### [Extract provided]
####
4. Let The Leaves Alone After Blooming
Once spring is over and all notion of daffodil flowers has faded, you may feel tempted to get rid of their green growth as well. However, you shouldn’t do this as they have a specific purpose.
These leaves photosynthesize and ensure your plant has enough food and energy to survive the winter in the form of bulbs.
The practice I implement is deadheading the spent flowers as they start fading. I leave the foliage alone for the next 4-6 weeks or until I notice that they’re yellowing and dying on their own.
And if you’ve created a daffodil bed on your lawn, mark the leaves with stones, flags, ribbons, or anything of the sort so that you don’t mow them together with the grass.
5. They’re Not Much Use To Pollinators
Believe it or not, daffodils aren’t a favorite of pollinators. Yes, they do appear among the first flowers in spring, but bees and hummingbirds tend to avoid them unless there’s nothing else on the menu.
That’s because many of the bulbs we get in stores are actually hybrids with little to no pollen, which makes them useless to pollinators.
Luckily, there are still non-hybridized daffodils you can add to your garden, and their vibrant colors and tubular flowers will attract bees and butterflies like crazy.
6. Daffodils Are Toxic
According to S. Mekonnen, all parts of the daffodil are toxic to humans and pets, and the most poisonous part is the bulb. It contains lycorin, a toxin which causes nausea, vomiting, diarrhea, and stomach pain if ingested. (2)
The same specialist reported high blood pressure, liver damage, and dizziness, but only in animals, not humans.
That’s not all! Daffodils also contain calcium oxalates, which can cause skin irritations, a burning sensation in and around the mouth, excessive drooling, and more.
That’s why you should keep your narcissus beds somewhere your kids and pets don’t play. However, most animals know that these plants aren’t to be messed with, so they’ll avoid them.
####
(Region pointing data)

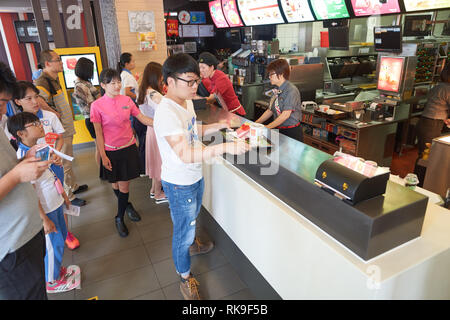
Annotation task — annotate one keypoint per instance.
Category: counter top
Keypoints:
(293, 183)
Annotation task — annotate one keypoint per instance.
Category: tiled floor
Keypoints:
(138, 266)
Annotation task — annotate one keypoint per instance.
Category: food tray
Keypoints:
(269, 143)
(337, 116)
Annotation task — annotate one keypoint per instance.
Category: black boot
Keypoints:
(132, 213)
(121, 227)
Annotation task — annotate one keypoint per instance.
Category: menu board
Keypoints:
(206, 30)
(297, 10)
(215, 8)
(329, 9)
(69, 63)
(370, 7)
(198, 17)
(231, 13)
(390, 74)
(414, 5)
(259, 12)
(190, 31)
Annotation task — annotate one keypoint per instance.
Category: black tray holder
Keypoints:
(357, 187)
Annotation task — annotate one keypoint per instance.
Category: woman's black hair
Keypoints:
(84, 69)
(21, 92)
(108, 75)
(445, 73)
(22, 87)
(19, 121)
(8, 82)
(124, 58)
(178, 64)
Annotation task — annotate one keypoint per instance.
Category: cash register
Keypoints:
(395, 84)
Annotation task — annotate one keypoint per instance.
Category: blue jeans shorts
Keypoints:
(185, 203)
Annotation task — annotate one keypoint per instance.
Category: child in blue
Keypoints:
(27, 130)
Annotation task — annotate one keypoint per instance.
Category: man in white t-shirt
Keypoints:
(182, 153)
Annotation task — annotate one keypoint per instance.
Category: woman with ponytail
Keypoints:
(130, 88)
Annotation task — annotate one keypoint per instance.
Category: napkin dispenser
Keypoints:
(347, 184)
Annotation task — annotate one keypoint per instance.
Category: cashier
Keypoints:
(285, 102)
(436, 114)
(218, 84)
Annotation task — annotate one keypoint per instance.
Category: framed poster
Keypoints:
(206, 30)
(190, 31)
(141, 21)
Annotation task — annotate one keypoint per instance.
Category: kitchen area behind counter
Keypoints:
(307, 244)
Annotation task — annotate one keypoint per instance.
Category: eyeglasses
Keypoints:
(34, 124)
(28, 98)
(191, 82)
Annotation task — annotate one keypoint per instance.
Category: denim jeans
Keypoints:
(185, 203)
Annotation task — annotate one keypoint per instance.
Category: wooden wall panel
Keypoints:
(129, 41)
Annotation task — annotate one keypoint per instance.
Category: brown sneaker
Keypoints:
(200, 248)
(189, 288)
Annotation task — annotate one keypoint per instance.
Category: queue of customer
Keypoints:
(173, 154)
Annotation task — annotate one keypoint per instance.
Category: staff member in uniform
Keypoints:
(285, 102)
(218, 84)
(436, 113)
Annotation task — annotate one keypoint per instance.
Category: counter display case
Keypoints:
(308, 244)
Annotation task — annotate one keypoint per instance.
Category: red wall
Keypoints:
(17, 50)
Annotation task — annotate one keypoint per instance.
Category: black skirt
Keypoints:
(125, 165)
(90, 127)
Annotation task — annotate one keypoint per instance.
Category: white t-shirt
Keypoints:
(150, 105)
(46, 191)
(128, 80)
(49, 121)
(171, 119)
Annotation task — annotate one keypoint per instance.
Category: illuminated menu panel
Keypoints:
(297, 10)
(231, 13)
(415, 5)
(259, 12)
(370, 7)
(69, 63)
(390, 74)
(215, 8)
(329, 9)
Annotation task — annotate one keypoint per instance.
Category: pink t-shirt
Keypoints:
(114, 116)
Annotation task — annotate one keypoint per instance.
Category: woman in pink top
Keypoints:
(150, 95)
(116, 144)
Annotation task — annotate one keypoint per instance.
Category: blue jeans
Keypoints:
(185, 203)
(54, 243)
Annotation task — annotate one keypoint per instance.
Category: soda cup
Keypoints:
(411, 181)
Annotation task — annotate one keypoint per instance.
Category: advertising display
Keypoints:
(329, 9)
(172, 27)
(215, 8)
(370, 7)
(414, 5)
(198, 17)
(206, 30)
(260, 12)
(388, 39)
(390, 74)
(338, 38)
(297, 10)
(231, 13)
(69, 63)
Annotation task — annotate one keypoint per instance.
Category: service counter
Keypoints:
(308, 244)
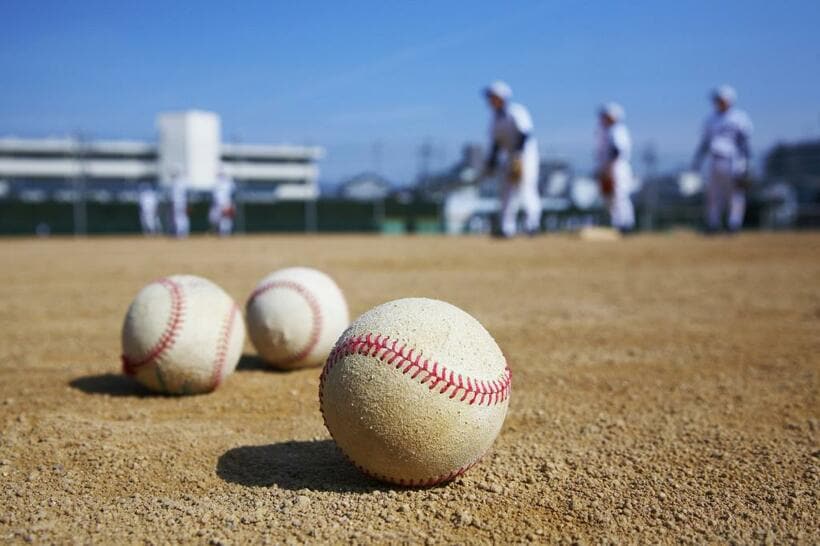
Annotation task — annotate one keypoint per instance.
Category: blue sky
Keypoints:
(349, 75)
####
Reproduce the full text about daffodils from above, word for word.

### [Output of the task]
4. Let The Leaves Alone After Blooming
Once spring is over and all notion of daffodil flowers has faded, you may feel tempted to get rid of their green growth as well. However, you shouldn’t do this as they have a specific purpose.
These leaves photosynthesize and ensure your plant has enough food and energy to survive the winter in the form of bulbs.
The practice I implement is deadheading the spent flowers as they start fading. I leave the foliage alone for the next 4-6 weeks or until I notice that they’re yellowing and dying on their own.
And if you’ve created a daffodil bed on your lawn, mark the leaves with stones, flags, ribbons, or anything of the sort so that you don’t mow them together with the grass.
5. They’re Not Much Use To Pollinators
Believe it or not, daffodils aren’t a favorite of pollinators. Yes, they do appear among the first flowers in spring, but bees and hummingbirds tend to avoid them unless there’s nothing else on the menu.
That’s because many of the bulbs we get in stores are actually hybrids with little to no pollen, which makes them useless to pollinators.
Luckily, there are still non-hybridized daffodils you can add to your garden, and their vibrant colors and tubular flowers will attract bees and butterflies like crazy.
6. Daffodils Are Toxic
According to S. Mekonnen, all parts of the daffodil are toxic to humans and pets, and the most poisonous part is the bulb. It contains lycorin, a toxin which causes nausea, vomiting, diarrhea, and stomach pain if ingested. (2)
The same specialist reported high blood pressure, liver damage, and dizziness, but only in animals, not humans.
That’s not all! Daffodils also contain calcium oxalates, which can cause skin irritations, a burning sensation in and around the mouth, excessive drooling, and more.
That’s why you should keep your narcissus beds somewhere your kids and pets don’t play. However, most animals know that these plants aren’t to be messed with, so they’ll avoid them.